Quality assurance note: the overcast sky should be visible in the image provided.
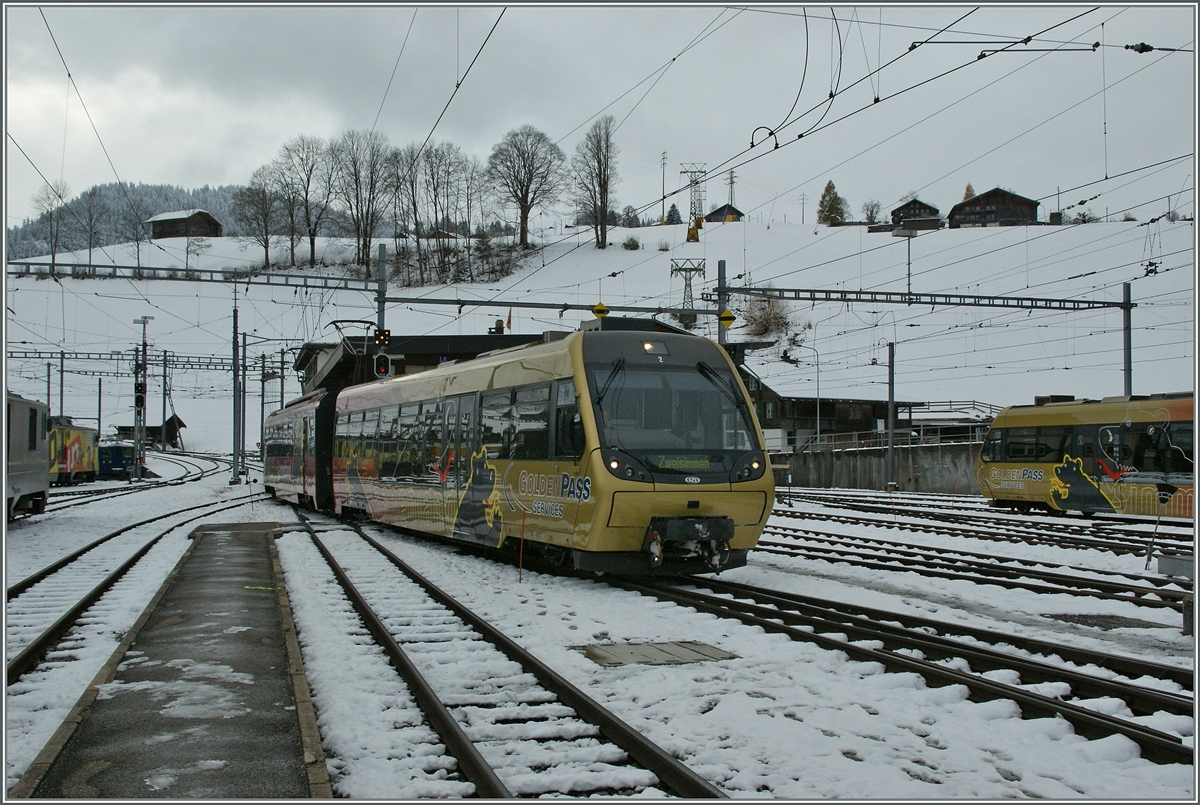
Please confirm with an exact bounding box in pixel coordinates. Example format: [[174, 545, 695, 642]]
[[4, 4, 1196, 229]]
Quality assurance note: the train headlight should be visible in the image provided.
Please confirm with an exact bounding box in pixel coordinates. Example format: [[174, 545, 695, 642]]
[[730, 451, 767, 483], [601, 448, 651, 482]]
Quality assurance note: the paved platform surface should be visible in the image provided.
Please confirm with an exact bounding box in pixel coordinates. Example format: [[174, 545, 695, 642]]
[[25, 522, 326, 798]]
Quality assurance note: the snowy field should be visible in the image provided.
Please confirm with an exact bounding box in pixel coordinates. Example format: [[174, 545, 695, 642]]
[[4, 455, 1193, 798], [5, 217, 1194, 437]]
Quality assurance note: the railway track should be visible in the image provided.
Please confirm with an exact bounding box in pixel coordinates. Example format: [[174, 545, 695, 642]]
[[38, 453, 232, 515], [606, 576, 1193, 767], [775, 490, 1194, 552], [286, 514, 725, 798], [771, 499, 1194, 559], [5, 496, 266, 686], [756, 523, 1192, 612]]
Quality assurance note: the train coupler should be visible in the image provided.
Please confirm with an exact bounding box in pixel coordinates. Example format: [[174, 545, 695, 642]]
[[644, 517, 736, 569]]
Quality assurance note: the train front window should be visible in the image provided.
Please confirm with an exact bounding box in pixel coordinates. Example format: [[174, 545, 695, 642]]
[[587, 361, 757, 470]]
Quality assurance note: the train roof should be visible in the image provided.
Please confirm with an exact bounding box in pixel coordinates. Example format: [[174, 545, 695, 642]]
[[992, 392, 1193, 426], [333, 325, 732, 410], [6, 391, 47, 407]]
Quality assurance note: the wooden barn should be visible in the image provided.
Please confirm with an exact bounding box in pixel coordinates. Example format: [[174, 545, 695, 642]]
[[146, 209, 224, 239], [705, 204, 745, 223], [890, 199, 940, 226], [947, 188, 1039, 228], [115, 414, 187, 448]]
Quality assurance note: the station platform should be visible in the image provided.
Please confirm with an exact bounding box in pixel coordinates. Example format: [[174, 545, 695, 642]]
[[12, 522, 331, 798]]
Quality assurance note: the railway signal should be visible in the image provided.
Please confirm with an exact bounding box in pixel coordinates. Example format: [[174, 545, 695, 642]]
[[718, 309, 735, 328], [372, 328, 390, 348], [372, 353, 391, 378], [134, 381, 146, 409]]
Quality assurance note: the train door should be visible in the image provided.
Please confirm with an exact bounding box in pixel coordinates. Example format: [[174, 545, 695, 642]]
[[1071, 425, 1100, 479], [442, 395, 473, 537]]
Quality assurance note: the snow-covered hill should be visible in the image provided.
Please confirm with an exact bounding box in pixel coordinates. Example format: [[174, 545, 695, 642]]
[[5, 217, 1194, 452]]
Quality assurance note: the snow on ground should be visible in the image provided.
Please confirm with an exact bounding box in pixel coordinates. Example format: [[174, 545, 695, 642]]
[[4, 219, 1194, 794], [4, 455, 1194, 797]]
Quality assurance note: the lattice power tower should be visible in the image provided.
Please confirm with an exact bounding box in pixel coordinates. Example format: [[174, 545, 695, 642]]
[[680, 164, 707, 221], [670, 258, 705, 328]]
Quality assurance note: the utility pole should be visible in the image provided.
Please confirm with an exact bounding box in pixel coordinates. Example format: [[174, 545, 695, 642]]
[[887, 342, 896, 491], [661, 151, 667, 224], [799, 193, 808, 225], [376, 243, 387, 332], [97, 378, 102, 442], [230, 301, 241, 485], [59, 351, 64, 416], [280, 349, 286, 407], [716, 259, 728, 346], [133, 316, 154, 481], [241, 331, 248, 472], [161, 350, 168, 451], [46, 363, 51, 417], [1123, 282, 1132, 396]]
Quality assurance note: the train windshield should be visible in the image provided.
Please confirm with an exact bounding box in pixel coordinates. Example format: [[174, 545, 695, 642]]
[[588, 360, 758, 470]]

--

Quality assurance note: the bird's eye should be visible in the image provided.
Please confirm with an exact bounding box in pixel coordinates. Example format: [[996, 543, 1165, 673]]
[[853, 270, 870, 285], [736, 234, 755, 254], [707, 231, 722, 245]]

## [PROMPT]
Scan the material above for the string "platform", returning each line that contains it.

## [TASK SOLUTION]
Quality assurance note: the paved platform surface should be visible in the image provided.
Quality assurance note: the station platform should be visible in the image provided.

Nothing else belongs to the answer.